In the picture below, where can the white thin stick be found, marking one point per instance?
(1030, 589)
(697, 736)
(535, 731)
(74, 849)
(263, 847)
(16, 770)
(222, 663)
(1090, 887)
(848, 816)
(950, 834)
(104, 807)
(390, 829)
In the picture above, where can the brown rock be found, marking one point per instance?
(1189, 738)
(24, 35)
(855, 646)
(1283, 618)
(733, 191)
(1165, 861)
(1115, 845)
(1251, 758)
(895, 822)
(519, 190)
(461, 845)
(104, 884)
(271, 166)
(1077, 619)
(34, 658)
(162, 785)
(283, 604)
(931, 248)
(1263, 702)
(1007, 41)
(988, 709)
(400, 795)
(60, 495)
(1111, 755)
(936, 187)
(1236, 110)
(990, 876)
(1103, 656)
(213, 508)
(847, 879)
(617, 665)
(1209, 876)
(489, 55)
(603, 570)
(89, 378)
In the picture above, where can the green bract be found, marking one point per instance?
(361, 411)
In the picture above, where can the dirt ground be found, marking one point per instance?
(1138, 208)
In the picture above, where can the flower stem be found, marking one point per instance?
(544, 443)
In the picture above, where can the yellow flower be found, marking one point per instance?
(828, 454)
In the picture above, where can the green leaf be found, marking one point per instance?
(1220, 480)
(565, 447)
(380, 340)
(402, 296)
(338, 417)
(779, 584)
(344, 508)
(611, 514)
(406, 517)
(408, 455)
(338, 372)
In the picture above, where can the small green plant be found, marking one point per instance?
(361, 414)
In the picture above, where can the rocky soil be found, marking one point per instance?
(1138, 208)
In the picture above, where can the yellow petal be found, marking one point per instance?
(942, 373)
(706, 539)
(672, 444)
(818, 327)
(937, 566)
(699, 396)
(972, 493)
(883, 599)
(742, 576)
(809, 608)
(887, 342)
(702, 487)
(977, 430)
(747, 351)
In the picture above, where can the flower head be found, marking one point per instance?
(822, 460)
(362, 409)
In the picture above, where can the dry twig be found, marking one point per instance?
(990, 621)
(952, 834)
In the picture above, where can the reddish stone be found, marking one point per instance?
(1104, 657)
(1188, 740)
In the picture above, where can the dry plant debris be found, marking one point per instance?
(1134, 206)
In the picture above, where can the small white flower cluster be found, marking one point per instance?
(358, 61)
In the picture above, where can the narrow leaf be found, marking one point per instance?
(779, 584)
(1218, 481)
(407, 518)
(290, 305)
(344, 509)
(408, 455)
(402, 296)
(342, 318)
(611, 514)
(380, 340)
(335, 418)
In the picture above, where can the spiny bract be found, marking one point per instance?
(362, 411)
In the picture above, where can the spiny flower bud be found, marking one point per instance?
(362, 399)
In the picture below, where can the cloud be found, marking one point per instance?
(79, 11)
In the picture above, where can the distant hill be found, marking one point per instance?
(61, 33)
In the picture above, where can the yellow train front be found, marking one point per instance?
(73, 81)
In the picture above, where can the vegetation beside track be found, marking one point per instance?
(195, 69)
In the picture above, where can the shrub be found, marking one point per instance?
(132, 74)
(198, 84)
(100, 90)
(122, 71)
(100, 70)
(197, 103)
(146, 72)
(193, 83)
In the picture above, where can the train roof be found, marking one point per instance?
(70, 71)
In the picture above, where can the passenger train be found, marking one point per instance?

**PROBLEM**
Copy the material above verbatim.

**RESULT**
In the picture below, where can the white thin stick be found, marking one point per instance?
(1030, 589)
(697, 736)
(535, 731)
(74, 849)
(263, 847)
(16, 770)
(222, 663)
(1090, 887)
(848, 816)
(950, 834)
(104, 807)
(390, 829)
In the picture above, where can the brown rock be found, marking one point per instance?
(1189, 738)
(24, 35)
(855, 646)
(1283, 618)
(733, 191)
(1165, 861)
(1115, 845)
(1251, 758)
(895, 822)
(519, 190)
(461, 845)
(104, 884)
(271, 166)
(1077, 619)
(34, 658)
(162, 785)
(283, 604)
(931, 248)
(1263, 702)
(1007, 41)
(988, 709)
(400, 795)
(60, 495)
(1111, 755)
(936, 187)
(1236, 110)
(990, 876)
(1103, 656)
(213, 508)
(847, 879)
(617, 665)
(1209, 876)
(489, 55)
(603, 570)
(89, 378)
In the picture above, where can the green bract be found, marking one point per instance?
(361, 411)
In the picture above, where can the dirt ground be found, marking one point per instance?
(1138, 208)
In the picture above, where can the flower stem be found, marking one point per instance?
(544, 443)
In the picture above, where can the yellow flower be found, marking one point per instance?
(828, 454)
In the picture above, where can the green leaf be found, marking one point per instance?
(1220, 480)
(565, 447)
(380, 340)
(402, 296)
(338, 417)
(779, 584)
(344, 508)
(611, 514)
(406, 517)
(408, 455)
(338, 372)
In the picture above, where can the small green plant be found, marking one point per instance?
(361, 414)
In the picture above, where can the rocky soil be found, marking one point per instance?
(1138, 208)
In the picture above, where can the yellow petal be found, marking one point per instance?
(942, 373)
(706, 539)
(672, 444)
(818, 327)
(937, 566)
(699, 396)
(972, 493)
(883, 599)
(742, 576)
(809, 608)
(887, 342)
(702, 487)
(977, 430)
(747, 351)
In the picture above, where can the flower head be found, marking one point per instance?
(822, 460)
(362, 409)
In the picture above, where can the dry twig be found, marking one point per instance?
(990, 621)
(952, 834)
In the picture above, where can the reddish stone be found, marking one point per instance?
(1104, 657)
(1188, 740)
In the picture above, where can the dry plant debris be found, marking one point per instance?
(1134, 206)
In the picture above, where can the small white flower cluster be found, marking one point per instance?
(358, 61)
In the picture above, where can the narrow leaf be found, marking one point per instance?
(779, 584)
(1218, 481)
(407, 518)
(290, 305)
(344, 509)
(408, 455)
(402, 296)
(342, 318)
(611, 514)
(380, 340)
(335, 418)
In the picture above, where can the spiny bract be found, marking one point per instance?
(362, 411)
In the picture above, where can the spiny flower bud be found, marking one point per instance?
(362, 399)
In the picture below, where can the cloud be found, marking one point per instance?
(79, 11)
In the picture above, where can the distant hill be found, marking one point per instance?
(61, 33)
In the picture above, where can the yellow train front be found, marking one point per instance?
(73, 81)
In the picture above, where can the vegetation beside track be found, marking one point per instance?
(195, 69)
In the picture above, where can the shrub be found, marking one point per instance?
(132, 74)
(198, 84)
(100, 90)
(122, 71)
(100, 70)
(197, 103)
(146, 72)
(193, 83)
In the picture above, where can the train roof be found, marking one point per instance?
(70, 71)
In the picture above, where can the passenger train be found, marking one point per instance?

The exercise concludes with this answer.